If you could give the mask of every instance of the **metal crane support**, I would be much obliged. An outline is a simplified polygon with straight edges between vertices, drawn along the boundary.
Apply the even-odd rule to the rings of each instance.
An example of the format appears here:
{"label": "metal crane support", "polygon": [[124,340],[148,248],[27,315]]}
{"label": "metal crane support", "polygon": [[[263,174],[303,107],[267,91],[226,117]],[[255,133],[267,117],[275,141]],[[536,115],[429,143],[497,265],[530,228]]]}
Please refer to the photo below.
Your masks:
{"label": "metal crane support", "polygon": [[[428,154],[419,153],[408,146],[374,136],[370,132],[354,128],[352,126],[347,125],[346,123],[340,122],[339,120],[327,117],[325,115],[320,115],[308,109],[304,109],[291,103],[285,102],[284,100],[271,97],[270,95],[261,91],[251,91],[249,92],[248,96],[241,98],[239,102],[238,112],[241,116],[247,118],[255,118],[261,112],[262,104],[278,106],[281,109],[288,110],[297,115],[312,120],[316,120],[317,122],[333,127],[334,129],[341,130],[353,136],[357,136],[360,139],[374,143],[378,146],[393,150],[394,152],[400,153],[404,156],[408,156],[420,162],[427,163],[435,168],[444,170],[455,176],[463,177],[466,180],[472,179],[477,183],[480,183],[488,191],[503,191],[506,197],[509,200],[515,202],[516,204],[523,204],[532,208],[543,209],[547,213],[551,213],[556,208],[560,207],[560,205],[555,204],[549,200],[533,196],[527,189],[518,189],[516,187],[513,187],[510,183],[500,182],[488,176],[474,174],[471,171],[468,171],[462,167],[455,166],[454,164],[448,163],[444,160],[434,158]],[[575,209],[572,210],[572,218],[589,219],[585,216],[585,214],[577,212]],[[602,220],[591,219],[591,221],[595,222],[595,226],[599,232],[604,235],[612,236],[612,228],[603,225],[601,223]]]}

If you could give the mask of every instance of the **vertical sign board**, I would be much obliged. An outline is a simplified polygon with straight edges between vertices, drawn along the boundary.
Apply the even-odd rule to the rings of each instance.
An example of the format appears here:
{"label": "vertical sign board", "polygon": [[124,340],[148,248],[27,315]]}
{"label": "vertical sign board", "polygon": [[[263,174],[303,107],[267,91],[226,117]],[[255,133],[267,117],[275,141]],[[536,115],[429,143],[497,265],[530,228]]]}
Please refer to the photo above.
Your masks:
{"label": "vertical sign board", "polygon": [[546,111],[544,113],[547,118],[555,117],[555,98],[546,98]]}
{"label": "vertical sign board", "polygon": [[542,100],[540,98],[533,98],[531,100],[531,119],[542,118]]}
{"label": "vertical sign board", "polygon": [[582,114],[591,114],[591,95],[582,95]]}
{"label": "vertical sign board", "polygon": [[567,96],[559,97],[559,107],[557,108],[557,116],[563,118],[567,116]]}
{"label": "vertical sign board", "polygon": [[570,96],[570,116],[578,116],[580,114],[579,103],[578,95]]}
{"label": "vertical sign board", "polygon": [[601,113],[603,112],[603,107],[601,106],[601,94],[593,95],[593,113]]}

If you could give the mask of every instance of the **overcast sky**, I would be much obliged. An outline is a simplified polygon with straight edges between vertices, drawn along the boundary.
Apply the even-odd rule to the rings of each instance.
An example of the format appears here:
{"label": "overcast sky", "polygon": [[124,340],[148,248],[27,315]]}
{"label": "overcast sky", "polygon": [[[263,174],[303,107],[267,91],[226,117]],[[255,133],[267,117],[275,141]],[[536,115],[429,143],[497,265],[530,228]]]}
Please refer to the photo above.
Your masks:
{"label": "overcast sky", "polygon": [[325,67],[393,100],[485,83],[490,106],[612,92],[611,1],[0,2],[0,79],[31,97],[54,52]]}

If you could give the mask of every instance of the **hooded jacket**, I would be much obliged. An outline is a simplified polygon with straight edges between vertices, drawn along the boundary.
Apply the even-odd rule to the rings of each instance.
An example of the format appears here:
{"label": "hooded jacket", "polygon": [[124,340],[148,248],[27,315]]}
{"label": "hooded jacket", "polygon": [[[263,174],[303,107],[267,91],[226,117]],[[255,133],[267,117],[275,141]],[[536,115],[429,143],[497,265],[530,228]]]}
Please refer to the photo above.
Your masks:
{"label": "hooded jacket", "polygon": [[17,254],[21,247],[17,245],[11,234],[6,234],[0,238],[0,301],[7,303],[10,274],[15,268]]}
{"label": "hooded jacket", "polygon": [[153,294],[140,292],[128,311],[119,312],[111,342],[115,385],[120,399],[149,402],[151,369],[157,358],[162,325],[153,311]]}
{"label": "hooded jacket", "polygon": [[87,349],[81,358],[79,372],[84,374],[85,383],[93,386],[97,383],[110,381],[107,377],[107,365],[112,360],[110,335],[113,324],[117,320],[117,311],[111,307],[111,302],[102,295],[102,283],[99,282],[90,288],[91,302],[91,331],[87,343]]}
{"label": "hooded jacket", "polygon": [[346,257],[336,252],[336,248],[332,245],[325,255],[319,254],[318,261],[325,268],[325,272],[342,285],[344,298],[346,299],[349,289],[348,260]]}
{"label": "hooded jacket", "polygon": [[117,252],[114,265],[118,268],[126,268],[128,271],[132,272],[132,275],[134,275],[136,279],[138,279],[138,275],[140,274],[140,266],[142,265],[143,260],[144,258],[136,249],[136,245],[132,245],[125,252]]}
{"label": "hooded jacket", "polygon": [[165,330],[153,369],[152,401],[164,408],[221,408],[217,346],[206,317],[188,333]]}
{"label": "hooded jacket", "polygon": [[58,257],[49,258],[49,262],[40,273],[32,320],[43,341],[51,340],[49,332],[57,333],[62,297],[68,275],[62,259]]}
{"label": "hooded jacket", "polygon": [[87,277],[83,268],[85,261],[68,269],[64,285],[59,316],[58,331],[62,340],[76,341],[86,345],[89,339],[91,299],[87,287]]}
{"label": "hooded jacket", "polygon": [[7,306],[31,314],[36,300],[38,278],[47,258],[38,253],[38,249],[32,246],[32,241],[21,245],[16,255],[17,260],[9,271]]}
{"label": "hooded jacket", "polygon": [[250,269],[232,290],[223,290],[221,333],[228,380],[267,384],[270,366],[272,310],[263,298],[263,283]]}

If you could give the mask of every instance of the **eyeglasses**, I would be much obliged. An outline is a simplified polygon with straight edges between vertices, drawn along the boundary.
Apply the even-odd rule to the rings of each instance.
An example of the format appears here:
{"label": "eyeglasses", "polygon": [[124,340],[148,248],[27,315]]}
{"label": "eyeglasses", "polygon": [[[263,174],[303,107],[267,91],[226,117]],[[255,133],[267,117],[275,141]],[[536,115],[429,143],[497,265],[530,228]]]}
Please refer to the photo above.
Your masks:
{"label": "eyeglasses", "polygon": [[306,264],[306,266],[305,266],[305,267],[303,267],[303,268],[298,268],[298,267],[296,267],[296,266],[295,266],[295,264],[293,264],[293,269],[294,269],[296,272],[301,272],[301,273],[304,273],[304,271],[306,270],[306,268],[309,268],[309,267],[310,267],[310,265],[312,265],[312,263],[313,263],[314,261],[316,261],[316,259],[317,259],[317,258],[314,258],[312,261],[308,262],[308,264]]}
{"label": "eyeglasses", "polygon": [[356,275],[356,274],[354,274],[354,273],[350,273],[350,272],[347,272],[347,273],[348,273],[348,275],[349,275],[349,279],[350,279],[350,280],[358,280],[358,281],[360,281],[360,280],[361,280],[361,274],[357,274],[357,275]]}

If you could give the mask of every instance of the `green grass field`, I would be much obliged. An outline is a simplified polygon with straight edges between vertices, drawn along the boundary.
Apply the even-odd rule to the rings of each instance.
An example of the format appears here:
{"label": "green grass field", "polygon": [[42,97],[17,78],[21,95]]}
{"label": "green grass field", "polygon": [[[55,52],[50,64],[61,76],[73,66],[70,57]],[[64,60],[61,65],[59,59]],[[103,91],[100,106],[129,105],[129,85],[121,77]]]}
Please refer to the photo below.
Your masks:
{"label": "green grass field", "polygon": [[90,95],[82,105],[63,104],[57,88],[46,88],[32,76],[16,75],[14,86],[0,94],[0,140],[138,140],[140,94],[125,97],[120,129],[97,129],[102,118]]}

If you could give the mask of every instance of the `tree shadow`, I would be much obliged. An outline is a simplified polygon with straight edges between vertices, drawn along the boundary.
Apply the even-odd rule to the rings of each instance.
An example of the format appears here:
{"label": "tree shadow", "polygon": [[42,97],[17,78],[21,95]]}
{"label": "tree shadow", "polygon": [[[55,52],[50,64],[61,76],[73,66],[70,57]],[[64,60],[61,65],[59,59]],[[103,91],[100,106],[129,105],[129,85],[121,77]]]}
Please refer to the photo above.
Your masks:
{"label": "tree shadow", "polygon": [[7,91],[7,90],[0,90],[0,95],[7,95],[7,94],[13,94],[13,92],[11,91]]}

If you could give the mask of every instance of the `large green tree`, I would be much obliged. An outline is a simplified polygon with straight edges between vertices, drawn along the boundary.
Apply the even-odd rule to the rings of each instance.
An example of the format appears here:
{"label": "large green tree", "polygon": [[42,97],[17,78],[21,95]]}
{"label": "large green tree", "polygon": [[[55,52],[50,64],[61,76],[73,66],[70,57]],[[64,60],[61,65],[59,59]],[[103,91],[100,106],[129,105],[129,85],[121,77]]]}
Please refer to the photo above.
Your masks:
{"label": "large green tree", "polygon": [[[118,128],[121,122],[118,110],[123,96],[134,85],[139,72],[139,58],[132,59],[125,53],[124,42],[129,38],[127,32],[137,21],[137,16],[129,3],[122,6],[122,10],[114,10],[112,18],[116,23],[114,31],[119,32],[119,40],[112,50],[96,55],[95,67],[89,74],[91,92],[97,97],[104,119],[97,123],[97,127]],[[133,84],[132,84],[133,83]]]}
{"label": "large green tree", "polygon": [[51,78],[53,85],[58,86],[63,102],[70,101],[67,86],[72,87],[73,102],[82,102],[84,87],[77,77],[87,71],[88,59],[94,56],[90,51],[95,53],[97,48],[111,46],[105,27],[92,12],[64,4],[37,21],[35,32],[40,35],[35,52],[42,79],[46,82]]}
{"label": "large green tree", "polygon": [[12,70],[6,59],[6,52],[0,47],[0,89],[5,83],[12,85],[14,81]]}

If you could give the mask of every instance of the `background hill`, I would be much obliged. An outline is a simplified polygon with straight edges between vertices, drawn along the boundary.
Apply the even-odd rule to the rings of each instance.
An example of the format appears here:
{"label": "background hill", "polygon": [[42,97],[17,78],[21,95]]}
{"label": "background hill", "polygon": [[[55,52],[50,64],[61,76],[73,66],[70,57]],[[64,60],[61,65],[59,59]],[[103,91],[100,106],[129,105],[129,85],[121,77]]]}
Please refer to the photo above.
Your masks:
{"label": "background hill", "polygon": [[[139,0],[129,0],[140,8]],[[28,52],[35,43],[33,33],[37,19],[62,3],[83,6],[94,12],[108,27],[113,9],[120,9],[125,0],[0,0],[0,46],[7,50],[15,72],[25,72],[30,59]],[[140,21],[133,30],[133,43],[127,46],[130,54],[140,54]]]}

> _INSTRUCTIONS TO FOLLOW_: How many of the lines above contain the string "hill"? Reply with the number alone.

> _EXERCISE RESPONSE_: 4